TASK BRIEF
What you give back must match the data character for character.

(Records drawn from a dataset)
*** Block opens ***
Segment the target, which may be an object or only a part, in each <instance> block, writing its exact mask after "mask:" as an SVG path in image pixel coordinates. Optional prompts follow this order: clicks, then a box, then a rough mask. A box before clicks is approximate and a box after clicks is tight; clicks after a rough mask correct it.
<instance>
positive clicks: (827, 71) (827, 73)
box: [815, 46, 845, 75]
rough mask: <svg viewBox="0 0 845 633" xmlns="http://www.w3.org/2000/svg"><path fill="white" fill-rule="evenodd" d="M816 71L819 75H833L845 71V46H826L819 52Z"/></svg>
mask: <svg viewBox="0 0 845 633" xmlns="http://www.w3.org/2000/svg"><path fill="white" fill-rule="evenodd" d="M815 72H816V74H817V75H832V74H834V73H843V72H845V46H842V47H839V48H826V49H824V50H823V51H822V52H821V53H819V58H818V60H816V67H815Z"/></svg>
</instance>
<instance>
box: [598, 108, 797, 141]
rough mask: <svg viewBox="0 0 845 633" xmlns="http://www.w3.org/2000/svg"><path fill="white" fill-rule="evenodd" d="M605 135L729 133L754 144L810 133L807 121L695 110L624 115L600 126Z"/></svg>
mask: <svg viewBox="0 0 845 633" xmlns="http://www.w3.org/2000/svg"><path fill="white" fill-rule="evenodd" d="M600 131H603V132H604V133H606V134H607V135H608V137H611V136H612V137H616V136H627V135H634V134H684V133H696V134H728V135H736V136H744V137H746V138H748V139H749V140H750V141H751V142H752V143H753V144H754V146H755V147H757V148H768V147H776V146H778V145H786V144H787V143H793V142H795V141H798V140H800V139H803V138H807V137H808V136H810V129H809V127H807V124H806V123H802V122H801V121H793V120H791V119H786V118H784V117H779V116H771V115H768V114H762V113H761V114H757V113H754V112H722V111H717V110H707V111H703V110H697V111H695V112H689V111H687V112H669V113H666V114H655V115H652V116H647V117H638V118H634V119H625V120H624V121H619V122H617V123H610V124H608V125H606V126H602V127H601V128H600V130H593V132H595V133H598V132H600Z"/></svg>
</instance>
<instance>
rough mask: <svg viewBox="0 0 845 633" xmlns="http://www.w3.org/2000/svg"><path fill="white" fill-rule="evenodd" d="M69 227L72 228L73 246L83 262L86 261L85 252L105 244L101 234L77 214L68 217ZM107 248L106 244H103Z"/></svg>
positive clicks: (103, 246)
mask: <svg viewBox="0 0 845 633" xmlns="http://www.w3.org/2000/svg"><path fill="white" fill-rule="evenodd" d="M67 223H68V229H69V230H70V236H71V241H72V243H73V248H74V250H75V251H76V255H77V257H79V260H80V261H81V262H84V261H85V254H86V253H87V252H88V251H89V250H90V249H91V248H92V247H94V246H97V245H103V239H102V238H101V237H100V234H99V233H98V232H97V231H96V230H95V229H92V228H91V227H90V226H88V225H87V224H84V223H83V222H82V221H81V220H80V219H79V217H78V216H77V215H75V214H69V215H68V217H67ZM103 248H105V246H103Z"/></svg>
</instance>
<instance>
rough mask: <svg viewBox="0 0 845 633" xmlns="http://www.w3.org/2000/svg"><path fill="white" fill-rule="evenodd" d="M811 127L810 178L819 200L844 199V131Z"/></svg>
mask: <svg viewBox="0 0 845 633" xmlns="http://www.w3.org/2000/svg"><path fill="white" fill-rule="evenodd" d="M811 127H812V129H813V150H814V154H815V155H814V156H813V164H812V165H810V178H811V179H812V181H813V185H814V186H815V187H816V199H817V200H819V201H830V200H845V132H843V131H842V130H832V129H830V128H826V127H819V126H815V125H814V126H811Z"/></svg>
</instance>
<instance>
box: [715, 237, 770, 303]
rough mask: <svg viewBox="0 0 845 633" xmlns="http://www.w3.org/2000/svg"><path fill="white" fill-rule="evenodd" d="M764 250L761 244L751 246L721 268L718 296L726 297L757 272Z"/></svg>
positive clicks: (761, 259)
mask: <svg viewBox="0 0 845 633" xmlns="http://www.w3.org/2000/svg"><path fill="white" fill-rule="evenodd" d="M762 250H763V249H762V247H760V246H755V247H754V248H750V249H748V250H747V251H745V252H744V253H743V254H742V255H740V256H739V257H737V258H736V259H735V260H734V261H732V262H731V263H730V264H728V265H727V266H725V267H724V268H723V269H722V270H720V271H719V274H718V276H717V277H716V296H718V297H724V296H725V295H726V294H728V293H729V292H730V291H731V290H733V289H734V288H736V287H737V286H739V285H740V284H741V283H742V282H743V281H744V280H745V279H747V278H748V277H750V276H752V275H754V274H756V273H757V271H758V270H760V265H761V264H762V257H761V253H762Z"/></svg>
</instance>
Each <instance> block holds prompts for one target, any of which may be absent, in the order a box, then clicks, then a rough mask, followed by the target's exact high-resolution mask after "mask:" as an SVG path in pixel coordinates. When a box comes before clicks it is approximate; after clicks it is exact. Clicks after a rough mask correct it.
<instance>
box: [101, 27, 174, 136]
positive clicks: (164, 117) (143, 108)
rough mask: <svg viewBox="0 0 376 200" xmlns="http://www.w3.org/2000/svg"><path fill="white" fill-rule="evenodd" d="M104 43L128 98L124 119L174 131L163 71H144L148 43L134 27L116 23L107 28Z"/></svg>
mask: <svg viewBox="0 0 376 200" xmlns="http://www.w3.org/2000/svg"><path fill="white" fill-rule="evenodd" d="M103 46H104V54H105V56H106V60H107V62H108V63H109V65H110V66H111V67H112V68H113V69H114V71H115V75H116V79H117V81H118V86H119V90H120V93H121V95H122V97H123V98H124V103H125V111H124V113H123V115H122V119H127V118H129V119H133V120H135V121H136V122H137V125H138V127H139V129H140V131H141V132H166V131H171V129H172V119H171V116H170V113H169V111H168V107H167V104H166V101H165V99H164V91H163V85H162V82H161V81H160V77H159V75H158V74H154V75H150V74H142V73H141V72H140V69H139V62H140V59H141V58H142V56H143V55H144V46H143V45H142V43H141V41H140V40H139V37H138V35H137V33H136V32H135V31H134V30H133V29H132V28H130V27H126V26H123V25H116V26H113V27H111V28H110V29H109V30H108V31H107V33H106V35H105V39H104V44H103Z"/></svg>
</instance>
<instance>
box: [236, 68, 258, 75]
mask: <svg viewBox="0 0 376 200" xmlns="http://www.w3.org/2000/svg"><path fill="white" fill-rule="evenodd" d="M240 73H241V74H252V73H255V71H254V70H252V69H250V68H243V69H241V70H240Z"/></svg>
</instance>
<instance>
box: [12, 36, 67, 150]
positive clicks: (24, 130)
*** Block closes ***
SOLUTION TO THIS TASK
Segment the target, which may be an object or only a part, in each <instance> block, writing its exact mask after "mask:" as an SVG path in image pixel coordinates. Optional prompts follow this order: clicks, then a box, then a rough mask. A box before clicks is approximate and a box after clicks is tight; clicks after a rough mask correct it.
<instance>
positive clicks: (827, 71) (827, 73)
box: [815, 46, 845, 75]
rough mask: <svg viewBox="0 0 845 633" xmlns="http://www.w3.org/2000/svg"><path fill="white" fill-rule="evenodd" d="M816 71L819 75H833L845 71V46H826L819 52Z"/></svg>
mask: <svg viewBox="0 0 845 633" xmlns="http://www.w3.org/2000/svg"><path fill="white" fill-rule="evenodd" d="M815 72H816V74H817V75H832V74H834V73H843V72H845V46H842V47H839V48H826V49H824V50H823V51H822V52H821V53H819V58H818V60H816V67H815Z"/></svg>
</instance>
<instance>
box: [598, 108, 797, 141]
rough mask: <svg viewBox="0 0 845 633" xmlns="http://www.w3.org/2000/svg"><path fill="white" fill-rule="evenodd" d="M605 135L729 133L754 144L810 133L807 121L695 110L624 115L600 126Z"/></svg>
mask: <svg viewBox="0 0 845 633" xmlns="http://www.w3.org/2000/svg"><path fill="white" fill-rule="evenodd" d="M600 131H603V132H604V133H606V134H607V135H608V137H611V136H612V137H616V136H627V135H634V134H684V133H696V134H728V135H736V136H744V137H746V138H748V139H749V140H750V141H751V142H752V143H753V144H754V146H755V147H757V148H768V147H776V146H778V145H786V144H787V143H793V142H795V141H798V140H800V139H803V138H807V137H808V136H810V129H809V127H807V124H806V123H802V122H801V121H793V120H791V119H786V118H784V117H779V116H771V115H768V114H762V113H761V114H757V113H754V112H722V111H717V110H707V111H703V110H697V111H695V112H689V111H687V112H669V113H666V114H655V115H652V116H647V117H638V118H634V119H625V120H624V121H619V122H617V123H610V124H608V125H606V126H602V127H601V128H600V130H593V132H595V133H598V132H600Z"/></svg>
</instance>
<instance>
rough mask: <svg viewBox="0 0 845 633" xmlns="http://www.w3.org/2000/svg"><path fill="white" fill-rule="evenodd" d="M69 227L72 228L73 246L83 262L86 261L85 252L105 244L101 234L77 214L68 217ZM107 248L106 244H103Z"/></svg>
positive clicks: (103, 246)
mask: <svg viewBox="0 0 845 633" xmlns="http://www.w3.org/2000/svg"><path fill="white" fill-rule="evenodd" d="M67 223H68V229H69V230H70V236H71V241H72V243H73V248H74V250H75V251H76V255H77V257H79V260H80V261H81V262H84V261H85V254H86V253H87V252H88V251H89V250H90V249H91V248H92V247H94V246H97V245H103V239H102V238H101V237H100V234H99V233H98V232H97V231H96V230H95V229H92V228H91V227H90V226H88V225H87V224H84V223H83V222H82V221H81V220H80V219H79V217H78V216H77V215H75V214H69V215H68V217H67ZM103 248H105V246H103Z"/></svg>
</instance>
<instance>
rough mask: <svg viewBox="0 0 845 633" xmlns="http://www.w3.org/2000/svg"><path fill="white" fill-rule="evenodd" d="M811 127L810 178L819 200L844 199V131Z"/></svg>
mask: <svg viewBox="0 0 845 633" xmlns="http://www.w3.org/2000/svg"><path fill="white" fill-rule="evenodd" d="M811 127H812V129H813V150H814V154H815V155H814V156H813V164H812V165H810V178H811V179H812V181H813V185H814V186H815V187H816V199H817V200H819V201H830V200H845V132H843V131H842V130H832V129H830V128H826V127H819V126H815V125H814V126H811Z"/></svg>
</instance>
<instance>
box: [715, 237, 770, 303]
rough mask: <svg viewBox="0 0 845 633" xmlns="http://www.w3.org/2000/svg"><path fill="white" fill-rule="evenodd" d="M764 250L761 244L751 246L721 268L718 296L726 297L757 272Z"/></svg>
positive clicks: (761, 259)
mask: <svg viewBox="0 0 845 633" xmlns="http://www.w3.org/2000/svg"><path fill="white" fill-rule="evenodd" d="M762 250H763V249H762V247H760V246H755V247H754V248H750V249H748V250H747V251H745V252H744V253H743V254H742V255H740V256H739V257H737V258H736V259H735V260H734V261H732V262H731V263H730V264H728V265H727V266H725V267H724V268H723V269H722V270H720V271H719V274H718V276H717V277H716V296H718V297H724V296H725V295H726V294H728V293H729V292H730V291H731V290H733V289H734V288H736V287H737V286H739V285H740V284H741V283H742V282H743V281H744V280H745V279H747V278H748V277H750V276H752V275H754V274H756V273H757V271H758V270H760V265H761V264H762V257H761V253H762Z"/></svg>
</instance>
Each <instance> block holds prompts for one target, any of which may be absent, in the order a box, then clicks, then a rough mask, followed by the target's exact high-resolution mask after "mask:" as an SVG path in pixel coordinates. When a box comes before clicks it is approximate; after clicks it is exact. Clicks after a rough mask correct it.
<instance>
box: [101, 27, 174, 136]
positive clicks: (164, 117) (143, 108)
rough mask: <svg viewBox="0 0 376 200" xmlns="http://www.w3.org/2000/svg"><path fill="white" fill-rule="evenodd" d="M104 43L128 98L124 119L174 131L163 71H144L148 43L134 27L116 23L107 28Z"/></svg>
mask: <svg viewBox="0 0 376 200" xmlns="http://www.w3.org/2000/svg"><path fill="white" fill-rule="evenodd" d="M103 46H104V54H105V56H106V60H107V62H108V63H109V65H110V66H111V67H112V68H113V69H114V71H115V75H116V79H117V81H118V86H119V90H120V93H121V95H122V97H123V98H124V103H125V111H124V113H123V115H122V119H127V118H129V119H133V120H135V121H136V122H137V125H138V127H139V129H140V131H141V132H166V131H171V129H172V119H171V116H170V113H169V111H168V107H167V104H166V101H165V99H164V91H163V85H162V82H161V81H160V77H159V75H158V74H154V75H150V74H142V73H141V72H140V69H139V62H140V59H141V58H142V56H143V55H144V46H143V45H142V43H141V41H140V40H139V37H138V35H137V33H136V32H135V31H134V30H133V29H132V28H130V27H126V26H123V25H116V26H113V27H111V28H110V29H109V30H108V31H107V33H106V35H105V39H104V44H103Z"/></svg>
</instance>
<instance>
box: [236, 68, 258, 75]
mask: <svg viewBox="0 0 376 200" xmlns="http://www.w3.org/2000/svg"><path fill="white" fill-rule="evenodd" d="M240 73H241V74H252V73H255V71H254V70H252V69H250V68H243V69H241V70H240Z"/></svg>
</instance>
<instance>
box: [12, 36, 67, 150]
positive clicks: (24, 130)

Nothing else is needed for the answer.